● **What is expected**: When you reach the records, transcribe each one exactly.

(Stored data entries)
------------------------
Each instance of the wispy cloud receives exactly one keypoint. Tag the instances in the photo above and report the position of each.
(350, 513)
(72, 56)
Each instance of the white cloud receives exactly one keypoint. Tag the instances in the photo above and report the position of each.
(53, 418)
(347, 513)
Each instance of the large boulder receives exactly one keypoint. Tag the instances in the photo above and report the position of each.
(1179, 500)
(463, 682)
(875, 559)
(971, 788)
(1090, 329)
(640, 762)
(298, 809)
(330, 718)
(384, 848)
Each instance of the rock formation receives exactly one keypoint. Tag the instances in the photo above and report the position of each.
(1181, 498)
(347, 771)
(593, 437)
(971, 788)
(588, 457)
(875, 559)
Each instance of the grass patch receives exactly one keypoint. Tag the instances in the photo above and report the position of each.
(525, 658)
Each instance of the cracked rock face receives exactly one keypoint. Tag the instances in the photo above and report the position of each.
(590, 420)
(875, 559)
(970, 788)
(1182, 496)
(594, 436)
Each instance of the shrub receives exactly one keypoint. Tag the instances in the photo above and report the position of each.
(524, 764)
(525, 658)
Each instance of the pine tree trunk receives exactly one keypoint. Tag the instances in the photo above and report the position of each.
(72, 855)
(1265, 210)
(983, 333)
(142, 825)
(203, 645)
------------------------
● **Task answer**:
Each instance of the wispy cloud receives exactly one keypoint. Tag the instances in the photo above and report the position of each.
(350, 513)
(72, 56)
Each instance of the white cloud receives exactly one keypoint. Tag the instances in the photo above and report the position of each.
(53, 418)
(347, 513)
Each instance of the large boulder receives exactly one keypoint. Tag the instances in the photo above and report the position of each.
(1179, 500)
(463, 682)
(875, 559)
(971, 788)
(1090, 329)
(640, 762)
(298, 809)
(330, 718)
(384, 848)
Each instance of the rock formation receives exactly one keypoint. Tag the instances in the photo above and report the position of each.
(1181, 498)
(347, 771)
(593, 437)
(971, 788)
(588, 457)
(875, 559)
Each instance of the grass patch receives exactly one keypoint. Tag the instances in the photo above and report the position of each.
(525, 658)
Each instance of the cracked rock face receives exactly one keypoint. Tag the instances in the photo above and report the position of each.
(590, 420)
(875, 559)
(970, 788)
(1182, 496)
(594, 436)
Each instance of the shrub receives exactly one keypoint. Tag the instances in the photo above and report the position of each.
(524, 764)
(525, 658)
Each instance of the pine tree trunk receives exactly one keypoint. Tag the instances in the photo above and report the position of each.
(72, 855)
(1265, 210)
(983, 333)
(142, 825)
(203, 645)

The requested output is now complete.